TASK DETAILS: If a line of the records contains the word "outline", list it.

RECORDS TO PROCESS:
# # # # # # #
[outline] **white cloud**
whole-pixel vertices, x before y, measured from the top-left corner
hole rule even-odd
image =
# # # # # # #
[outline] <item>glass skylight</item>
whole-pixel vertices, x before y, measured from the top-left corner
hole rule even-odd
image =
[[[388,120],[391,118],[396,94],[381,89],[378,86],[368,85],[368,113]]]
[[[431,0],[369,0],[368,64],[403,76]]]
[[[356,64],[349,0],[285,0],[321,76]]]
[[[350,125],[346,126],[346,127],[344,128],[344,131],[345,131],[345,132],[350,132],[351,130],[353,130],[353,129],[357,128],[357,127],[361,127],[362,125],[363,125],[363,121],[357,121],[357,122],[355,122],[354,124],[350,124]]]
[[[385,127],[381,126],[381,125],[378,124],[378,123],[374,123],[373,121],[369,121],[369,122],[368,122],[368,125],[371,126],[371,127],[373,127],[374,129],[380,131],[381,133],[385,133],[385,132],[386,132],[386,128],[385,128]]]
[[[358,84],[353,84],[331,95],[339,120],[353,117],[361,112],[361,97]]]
# # # # # # #
ANSWER BELOW:
[outline] **white cloud**
[outline] <item>glass skylight</item>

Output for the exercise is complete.